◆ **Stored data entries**
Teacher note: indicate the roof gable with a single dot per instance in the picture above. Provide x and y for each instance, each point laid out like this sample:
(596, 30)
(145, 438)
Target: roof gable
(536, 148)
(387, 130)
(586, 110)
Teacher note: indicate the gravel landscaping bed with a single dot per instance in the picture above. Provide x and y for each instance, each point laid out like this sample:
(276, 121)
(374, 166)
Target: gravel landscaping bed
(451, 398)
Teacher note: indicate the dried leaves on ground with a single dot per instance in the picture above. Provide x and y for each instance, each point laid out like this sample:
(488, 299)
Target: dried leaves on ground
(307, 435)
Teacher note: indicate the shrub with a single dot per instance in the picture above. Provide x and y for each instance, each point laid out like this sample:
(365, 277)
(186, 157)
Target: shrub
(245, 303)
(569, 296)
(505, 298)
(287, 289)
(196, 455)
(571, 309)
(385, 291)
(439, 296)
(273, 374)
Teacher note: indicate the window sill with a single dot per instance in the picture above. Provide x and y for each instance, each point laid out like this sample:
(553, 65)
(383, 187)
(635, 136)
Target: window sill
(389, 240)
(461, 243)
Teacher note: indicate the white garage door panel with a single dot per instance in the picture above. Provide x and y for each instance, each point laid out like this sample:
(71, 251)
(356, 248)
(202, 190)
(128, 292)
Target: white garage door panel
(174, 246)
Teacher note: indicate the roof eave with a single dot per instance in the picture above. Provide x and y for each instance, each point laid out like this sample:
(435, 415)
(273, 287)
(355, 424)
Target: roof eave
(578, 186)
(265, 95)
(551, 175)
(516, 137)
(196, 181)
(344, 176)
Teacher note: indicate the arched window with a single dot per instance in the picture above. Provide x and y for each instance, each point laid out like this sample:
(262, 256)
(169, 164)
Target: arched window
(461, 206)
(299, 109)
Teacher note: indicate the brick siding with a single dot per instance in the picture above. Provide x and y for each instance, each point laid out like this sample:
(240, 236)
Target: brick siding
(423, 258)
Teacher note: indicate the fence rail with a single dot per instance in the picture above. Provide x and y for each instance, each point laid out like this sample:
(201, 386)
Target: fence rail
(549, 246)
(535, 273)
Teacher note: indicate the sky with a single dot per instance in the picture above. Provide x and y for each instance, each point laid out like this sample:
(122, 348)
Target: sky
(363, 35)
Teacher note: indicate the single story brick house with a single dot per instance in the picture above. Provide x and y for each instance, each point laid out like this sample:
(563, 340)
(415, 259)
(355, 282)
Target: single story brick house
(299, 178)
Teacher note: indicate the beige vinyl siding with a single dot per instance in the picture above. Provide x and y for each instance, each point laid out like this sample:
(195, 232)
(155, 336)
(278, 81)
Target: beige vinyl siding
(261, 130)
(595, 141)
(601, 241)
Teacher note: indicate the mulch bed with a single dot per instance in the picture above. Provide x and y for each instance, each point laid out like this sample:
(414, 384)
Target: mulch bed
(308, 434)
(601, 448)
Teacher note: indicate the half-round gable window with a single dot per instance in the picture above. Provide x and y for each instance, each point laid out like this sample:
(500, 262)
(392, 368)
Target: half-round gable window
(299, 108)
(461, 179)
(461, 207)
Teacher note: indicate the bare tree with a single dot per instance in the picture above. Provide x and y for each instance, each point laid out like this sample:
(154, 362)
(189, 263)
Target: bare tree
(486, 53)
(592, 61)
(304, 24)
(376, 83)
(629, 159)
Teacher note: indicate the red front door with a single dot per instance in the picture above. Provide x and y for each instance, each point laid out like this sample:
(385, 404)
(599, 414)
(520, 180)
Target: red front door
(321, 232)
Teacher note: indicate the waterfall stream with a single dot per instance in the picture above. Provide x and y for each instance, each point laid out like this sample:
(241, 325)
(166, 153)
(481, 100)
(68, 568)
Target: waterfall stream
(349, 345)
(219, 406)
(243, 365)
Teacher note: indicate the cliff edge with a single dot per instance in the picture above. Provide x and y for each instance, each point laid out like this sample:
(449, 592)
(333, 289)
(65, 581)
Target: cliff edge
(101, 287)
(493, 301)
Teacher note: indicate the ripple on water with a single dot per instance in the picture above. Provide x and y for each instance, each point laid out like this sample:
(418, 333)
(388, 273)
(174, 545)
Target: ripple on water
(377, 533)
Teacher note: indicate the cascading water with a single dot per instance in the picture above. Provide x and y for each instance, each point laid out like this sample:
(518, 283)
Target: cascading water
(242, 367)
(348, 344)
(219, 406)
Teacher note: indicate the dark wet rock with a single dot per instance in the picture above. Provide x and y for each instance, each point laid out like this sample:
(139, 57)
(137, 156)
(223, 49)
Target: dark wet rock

◆ **Exercise requirements**
Your answer should consist of each line of the data above in which the word "rock" occurs.

◆ **Output below**
Teacher note: indicate the dark wet rock with a single dot per instance in the picture above. Provide x and y for each instance, each point laid out like this sample:
Target: dark wet rock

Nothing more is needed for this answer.